> [Set tasks]:
**1.** Answer from the film entry:
(a) What running time does it list?
(b) What English translation does it give for the title?
(c) How old is Karel Král's daughter?
**2.** Repeat the part of the film entry that opens with the words containing "Po čem muži touží (translated" and closes with "leads his life.".

Start of Excerpt to read

- Directed by: Rudolf Havlík
- Starring: Tatiana Pauhofová, Jiří Langmajer, Anna Polívková
- Release date: 2 September 2018;
- Running time: 95 minutes
- Country: Czech Republic
- Language: Czech
- Box office: 73,375,512 CZK

= Po čem muži touží =

2018 Czech comedy film

Po čem muži touží (translated as What Men Want) is a 2018 Czech comedy film directed by Rudolf Havlík.

==Plot==
The movie tells the story of a charismatic and self-confident man, Karel Král. At first sight a successful man, a bit chauvinist maybe, but still very popular with women, though in fact struggling in his personal life. He argues with his former wife over his 17-year-old daughter, who hates him because of the way he leads his life.

End of Excerpt to read
Start of Records provided

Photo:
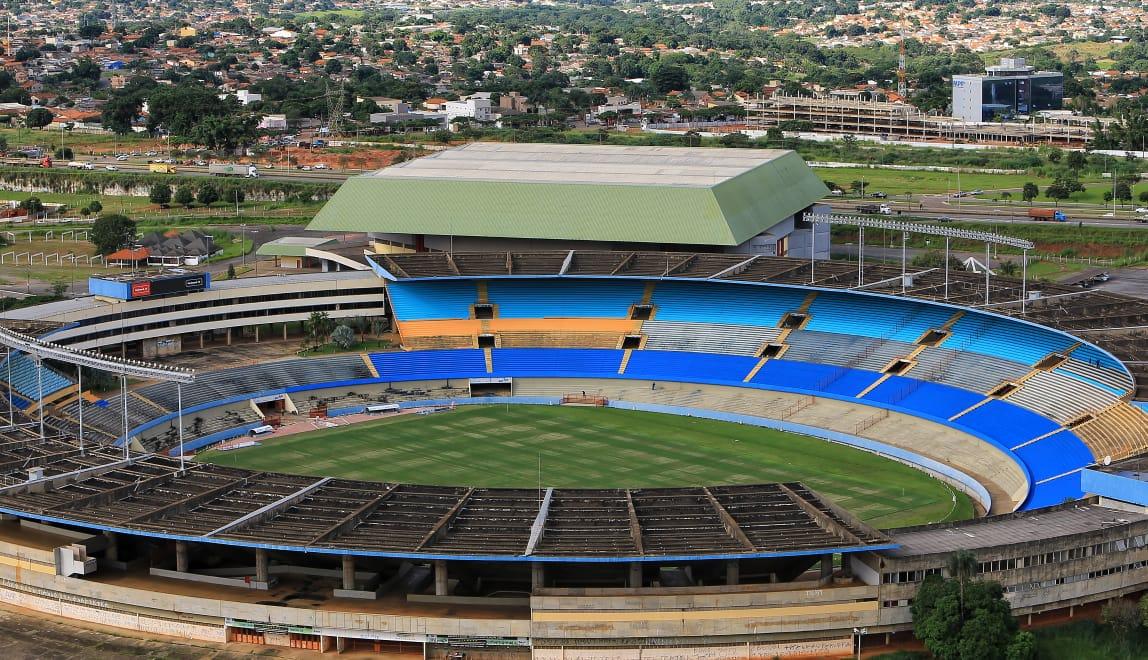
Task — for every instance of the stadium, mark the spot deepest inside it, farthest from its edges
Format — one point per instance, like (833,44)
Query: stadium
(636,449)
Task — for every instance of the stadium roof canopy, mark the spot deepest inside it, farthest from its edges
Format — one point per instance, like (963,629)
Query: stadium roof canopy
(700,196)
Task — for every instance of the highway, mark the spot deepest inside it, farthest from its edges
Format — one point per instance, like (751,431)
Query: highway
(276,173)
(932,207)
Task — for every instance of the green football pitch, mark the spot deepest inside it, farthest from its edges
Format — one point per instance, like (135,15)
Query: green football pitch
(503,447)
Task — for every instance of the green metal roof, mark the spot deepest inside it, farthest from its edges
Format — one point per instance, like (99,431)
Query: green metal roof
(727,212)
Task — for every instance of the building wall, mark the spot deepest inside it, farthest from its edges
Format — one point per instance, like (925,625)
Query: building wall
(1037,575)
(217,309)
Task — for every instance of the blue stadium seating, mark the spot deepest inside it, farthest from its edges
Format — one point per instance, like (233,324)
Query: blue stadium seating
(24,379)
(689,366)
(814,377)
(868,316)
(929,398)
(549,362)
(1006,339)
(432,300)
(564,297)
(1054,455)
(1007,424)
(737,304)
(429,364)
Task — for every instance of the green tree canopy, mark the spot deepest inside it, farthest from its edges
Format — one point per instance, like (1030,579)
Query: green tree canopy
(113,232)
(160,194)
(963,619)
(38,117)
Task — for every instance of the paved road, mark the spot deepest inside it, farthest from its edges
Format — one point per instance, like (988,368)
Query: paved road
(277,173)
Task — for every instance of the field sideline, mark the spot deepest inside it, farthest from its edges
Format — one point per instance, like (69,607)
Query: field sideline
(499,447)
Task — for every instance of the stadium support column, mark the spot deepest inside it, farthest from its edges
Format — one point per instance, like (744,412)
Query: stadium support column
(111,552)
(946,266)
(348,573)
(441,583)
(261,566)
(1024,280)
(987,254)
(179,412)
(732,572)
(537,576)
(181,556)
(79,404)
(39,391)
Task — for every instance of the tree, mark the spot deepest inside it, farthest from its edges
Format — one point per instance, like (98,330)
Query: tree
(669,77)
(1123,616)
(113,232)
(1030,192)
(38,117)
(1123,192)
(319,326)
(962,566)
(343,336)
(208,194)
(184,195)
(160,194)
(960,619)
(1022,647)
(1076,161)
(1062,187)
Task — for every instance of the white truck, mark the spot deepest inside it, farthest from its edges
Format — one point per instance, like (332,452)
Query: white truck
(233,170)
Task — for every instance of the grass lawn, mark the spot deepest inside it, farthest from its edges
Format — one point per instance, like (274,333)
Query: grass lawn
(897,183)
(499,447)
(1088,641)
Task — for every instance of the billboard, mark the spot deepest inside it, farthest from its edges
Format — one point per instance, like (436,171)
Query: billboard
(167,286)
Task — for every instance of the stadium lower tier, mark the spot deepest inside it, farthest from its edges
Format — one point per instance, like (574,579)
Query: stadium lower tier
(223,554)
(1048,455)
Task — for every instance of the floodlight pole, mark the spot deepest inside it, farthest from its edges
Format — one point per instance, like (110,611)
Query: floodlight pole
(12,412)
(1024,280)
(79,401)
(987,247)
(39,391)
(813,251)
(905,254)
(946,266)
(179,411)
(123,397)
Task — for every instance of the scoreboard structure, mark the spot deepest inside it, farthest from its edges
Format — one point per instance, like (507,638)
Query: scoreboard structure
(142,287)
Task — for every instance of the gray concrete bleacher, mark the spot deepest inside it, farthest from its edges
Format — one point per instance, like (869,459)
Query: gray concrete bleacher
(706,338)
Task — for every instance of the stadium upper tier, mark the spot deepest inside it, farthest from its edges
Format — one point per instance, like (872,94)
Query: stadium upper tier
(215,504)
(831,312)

End of Records provided

> [Responses by task]:
**1.**
(a) 95 minutes
(b) What Men Want
(c) 17 years old

**2.**
Po čem muži touží (translated as What Men Want) is a 2018 Czech comedy film directed by Rudolf Havlík.

==Plot==
The movie tells the story of a charismatic and self-confident man, Karel Král. At first sight a successful man, a bit chauvinist maybe, but still very popular with women, though in fact struggling in his personal life. He argues with his former wife over his 17-year-old daughter, who hates him because of the way he leads his life.